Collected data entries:
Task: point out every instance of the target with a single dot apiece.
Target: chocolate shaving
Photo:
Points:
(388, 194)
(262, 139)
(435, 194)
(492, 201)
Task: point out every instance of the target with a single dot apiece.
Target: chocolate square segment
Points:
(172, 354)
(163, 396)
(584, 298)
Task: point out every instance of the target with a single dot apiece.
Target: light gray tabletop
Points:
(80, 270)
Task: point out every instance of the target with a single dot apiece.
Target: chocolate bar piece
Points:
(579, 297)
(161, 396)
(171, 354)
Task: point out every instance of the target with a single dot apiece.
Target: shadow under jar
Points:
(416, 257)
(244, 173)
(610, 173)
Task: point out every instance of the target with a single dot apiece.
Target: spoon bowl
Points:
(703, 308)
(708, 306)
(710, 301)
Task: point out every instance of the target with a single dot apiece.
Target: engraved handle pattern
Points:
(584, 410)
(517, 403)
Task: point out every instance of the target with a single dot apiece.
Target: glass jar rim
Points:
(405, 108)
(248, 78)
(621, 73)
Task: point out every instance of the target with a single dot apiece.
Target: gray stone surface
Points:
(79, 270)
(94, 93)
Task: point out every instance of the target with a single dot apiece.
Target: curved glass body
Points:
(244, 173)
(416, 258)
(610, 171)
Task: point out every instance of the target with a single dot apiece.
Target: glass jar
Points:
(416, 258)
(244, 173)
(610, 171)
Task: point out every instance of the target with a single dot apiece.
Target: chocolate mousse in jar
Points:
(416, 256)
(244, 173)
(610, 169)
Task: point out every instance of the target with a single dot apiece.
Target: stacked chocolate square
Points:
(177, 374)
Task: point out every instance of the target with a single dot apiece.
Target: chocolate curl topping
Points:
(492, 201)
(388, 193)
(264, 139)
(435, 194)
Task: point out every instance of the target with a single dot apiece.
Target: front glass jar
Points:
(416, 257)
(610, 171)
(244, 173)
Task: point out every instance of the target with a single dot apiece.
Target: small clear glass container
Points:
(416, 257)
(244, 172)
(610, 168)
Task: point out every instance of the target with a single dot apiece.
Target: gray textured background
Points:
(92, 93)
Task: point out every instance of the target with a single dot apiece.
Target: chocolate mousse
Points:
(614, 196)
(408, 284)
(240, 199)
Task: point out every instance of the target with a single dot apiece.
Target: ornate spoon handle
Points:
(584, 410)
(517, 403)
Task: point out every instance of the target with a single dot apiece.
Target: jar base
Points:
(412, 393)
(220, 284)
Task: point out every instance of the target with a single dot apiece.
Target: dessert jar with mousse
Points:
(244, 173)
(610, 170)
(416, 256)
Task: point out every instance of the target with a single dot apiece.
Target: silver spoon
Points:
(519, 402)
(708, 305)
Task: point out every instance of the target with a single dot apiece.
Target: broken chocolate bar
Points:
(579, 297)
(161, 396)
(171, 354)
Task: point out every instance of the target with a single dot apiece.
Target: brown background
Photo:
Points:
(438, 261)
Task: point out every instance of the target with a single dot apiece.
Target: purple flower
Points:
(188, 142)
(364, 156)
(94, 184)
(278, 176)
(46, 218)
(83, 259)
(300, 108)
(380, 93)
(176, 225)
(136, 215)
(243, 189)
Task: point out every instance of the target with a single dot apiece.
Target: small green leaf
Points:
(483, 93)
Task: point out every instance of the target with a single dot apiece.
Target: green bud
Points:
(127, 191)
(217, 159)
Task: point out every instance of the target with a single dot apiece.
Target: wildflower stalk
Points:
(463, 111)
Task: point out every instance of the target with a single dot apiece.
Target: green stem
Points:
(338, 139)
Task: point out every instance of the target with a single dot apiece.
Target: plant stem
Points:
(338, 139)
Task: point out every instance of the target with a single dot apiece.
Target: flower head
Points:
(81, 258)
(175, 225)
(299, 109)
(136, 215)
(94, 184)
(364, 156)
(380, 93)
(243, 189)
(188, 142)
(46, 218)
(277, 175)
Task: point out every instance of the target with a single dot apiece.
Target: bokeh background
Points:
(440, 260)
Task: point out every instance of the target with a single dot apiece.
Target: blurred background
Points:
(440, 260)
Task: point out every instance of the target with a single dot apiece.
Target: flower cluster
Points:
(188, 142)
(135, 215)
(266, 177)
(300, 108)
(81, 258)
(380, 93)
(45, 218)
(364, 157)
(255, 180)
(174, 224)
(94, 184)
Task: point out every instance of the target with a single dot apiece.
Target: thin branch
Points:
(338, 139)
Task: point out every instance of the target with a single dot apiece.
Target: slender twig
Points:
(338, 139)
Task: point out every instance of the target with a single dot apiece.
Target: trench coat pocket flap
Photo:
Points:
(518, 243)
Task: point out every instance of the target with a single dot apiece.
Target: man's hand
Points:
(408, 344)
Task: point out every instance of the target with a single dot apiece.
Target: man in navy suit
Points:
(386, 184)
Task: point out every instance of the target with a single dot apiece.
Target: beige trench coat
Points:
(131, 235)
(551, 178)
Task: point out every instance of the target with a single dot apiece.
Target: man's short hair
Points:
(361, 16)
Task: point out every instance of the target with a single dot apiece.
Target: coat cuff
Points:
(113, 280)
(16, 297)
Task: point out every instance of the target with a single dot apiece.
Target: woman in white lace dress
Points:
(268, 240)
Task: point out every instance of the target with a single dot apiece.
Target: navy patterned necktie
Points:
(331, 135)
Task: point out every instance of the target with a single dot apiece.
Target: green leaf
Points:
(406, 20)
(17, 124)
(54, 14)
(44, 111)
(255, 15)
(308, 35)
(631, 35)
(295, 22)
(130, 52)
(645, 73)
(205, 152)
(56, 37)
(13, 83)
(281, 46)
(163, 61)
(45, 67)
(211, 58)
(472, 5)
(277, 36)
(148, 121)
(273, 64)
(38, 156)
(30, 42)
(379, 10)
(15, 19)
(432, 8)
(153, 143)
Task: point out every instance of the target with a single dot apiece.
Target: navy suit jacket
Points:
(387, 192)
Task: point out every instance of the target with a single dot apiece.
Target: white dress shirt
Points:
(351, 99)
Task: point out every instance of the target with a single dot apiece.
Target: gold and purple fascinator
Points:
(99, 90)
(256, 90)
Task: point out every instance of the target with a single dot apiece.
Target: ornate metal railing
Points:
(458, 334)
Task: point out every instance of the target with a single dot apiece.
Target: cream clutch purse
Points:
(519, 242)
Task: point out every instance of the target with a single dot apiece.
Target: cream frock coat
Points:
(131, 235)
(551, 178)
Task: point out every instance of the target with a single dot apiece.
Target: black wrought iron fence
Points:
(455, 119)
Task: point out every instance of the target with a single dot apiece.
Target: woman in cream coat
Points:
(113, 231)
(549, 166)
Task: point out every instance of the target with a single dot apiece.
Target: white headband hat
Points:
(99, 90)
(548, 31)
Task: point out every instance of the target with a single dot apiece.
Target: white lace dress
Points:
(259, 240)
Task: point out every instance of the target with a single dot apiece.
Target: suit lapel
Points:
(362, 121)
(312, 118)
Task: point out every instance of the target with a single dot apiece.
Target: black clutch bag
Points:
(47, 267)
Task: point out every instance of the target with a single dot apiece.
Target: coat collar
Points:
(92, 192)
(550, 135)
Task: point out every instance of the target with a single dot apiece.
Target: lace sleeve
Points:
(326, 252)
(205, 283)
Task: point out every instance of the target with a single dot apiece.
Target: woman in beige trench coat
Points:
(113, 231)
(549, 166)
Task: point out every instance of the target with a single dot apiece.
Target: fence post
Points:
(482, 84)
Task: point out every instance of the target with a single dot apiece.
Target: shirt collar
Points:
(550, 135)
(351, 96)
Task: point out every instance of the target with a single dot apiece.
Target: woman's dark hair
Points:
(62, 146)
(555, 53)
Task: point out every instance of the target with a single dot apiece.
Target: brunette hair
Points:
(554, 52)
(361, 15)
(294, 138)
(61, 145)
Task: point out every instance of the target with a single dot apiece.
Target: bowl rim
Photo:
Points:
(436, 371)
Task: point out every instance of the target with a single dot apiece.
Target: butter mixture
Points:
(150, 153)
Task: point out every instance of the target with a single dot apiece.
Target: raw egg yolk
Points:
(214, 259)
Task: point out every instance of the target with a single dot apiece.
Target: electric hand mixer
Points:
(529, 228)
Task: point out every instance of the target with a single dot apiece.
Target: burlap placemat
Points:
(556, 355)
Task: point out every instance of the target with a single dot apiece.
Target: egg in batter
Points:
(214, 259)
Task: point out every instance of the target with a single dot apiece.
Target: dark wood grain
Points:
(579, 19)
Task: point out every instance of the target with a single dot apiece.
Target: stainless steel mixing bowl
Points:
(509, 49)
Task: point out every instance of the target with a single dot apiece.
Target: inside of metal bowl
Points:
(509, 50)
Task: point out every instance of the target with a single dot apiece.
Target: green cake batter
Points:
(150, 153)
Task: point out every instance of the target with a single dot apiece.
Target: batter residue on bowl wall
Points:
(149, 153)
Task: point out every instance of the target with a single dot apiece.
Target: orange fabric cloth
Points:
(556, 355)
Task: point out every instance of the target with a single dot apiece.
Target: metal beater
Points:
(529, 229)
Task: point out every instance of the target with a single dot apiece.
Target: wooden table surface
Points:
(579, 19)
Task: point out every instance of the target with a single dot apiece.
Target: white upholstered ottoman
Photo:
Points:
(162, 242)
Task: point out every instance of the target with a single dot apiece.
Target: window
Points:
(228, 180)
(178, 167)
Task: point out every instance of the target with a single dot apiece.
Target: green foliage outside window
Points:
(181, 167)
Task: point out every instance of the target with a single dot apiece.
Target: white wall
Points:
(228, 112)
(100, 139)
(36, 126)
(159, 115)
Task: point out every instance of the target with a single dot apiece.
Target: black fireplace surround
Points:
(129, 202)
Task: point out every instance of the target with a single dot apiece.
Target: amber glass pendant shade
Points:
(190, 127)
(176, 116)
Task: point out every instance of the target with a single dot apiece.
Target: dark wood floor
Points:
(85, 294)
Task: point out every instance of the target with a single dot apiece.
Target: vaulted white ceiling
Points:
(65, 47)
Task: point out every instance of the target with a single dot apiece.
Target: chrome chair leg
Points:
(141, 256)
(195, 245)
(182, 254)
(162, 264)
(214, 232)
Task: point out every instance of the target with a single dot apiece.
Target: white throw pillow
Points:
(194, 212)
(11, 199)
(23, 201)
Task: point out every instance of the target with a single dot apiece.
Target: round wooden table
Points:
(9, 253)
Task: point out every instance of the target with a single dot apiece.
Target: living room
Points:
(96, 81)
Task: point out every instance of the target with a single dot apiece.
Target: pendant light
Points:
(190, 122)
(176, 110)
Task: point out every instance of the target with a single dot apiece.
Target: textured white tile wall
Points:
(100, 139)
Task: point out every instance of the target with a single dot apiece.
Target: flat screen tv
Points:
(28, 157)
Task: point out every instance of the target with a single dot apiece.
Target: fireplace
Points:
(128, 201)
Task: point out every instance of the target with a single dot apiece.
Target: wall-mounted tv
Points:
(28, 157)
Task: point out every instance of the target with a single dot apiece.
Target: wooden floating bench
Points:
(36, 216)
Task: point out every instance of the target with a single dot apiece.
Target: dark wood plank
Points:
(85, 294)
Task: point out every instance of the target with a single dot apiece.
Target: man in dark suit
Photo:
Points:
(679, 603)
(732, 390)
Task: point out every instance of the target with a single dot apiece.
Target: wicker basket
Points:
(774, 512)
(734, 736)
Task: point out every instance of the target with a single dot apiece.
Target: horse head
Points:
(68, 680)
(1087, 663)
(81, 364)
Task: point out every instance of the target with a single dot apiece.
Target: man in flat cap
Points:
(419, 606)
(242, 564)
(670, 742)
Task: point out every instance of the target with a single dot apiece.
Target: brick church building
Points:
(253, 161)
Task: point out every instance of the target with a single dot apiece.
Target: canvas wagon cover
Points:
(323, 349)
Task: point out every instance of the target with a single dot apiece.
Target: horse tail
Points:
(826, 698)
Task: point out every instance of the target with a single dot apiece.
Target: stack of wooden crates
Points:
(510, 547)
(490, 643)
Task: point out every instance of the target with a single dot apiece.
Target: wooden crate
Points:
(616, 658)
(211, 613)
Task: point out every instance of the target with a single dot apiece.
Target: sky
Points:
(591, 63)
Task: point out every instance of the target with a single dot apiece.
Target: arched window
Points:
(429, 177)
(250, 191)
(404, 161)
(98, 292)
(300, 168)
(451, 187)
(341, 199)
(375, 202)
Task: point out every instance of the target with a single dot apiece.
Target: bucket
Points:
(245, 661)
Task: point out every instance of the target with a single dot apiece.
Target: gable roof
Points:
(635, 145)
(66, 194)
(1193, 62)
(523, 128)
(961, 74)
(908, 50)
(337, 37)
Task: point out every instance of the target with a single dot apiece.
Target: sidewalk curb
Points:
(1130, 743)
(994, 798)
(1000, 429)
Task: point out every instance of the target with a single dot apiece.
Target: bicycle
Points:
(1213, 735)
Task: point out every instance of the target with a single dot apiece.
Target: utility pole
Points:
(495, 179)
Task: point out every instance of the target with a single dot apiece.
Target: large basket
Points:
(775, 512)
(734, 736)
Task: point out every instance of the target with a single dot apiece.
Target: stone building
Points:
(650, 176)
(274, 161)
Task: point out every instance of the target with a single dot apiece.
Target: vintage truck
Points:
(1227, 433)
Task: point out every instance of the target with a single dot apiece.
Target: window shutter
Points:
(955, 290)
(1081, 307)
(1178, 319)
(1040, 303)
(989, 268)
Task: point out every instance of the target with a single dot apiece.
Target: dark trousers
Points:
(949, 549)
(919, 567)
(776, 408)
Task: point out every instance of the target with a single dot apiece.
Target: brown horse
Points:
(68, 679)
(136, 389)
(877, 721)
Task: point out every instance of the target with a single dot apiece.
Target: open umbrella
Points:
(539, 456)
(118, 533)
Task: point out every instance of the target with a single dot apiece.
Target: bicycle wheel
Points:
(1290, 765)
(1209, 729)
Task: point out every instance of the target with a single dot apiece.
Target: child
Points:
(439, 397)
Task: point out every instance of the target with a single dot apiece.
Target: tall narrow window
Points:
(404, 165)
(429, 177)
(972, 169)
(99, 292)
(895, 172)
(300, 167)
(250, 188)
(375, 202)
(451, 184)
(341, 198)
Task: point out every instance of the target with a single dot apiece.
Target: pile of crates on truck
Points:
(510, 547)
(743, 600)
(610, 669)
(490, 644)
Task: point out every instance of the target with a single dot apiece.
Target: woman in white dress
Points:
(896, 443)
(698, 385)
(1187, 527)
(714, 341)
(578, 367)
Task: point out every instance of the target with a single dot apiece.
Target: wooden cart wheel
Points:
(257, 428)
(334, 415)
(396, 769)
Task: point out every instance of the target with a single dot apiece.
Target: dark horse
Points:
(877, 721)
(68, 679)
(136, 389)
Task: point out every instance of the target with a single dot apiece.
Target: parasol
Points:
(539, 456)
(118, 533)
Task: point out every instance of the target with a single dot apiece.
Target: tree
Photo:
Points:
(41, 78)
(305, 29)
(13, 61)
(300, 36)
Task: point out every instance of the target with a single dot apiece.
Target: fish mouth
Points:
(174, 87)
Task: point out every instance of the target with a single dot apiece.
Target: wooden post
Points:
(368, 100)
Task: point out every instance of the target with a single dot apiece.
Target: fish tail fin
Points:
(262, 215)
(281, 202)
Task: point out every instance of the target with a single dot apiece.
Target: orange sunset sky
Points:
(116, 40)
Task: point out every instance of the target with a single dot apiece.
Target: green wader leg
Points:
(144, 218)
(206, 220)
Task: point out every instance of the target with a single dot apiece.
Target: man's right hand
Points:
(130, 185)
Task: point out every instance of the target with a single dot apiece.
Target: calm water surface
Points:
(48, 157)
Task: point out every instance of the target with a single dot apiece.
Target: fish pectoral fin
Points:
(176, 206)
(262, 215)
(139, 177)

→ Your instructions:
Extract every line from the records above that contains the word "handle".

→ Result:
Target: engraved handle pattern
Target: ornate spoon handle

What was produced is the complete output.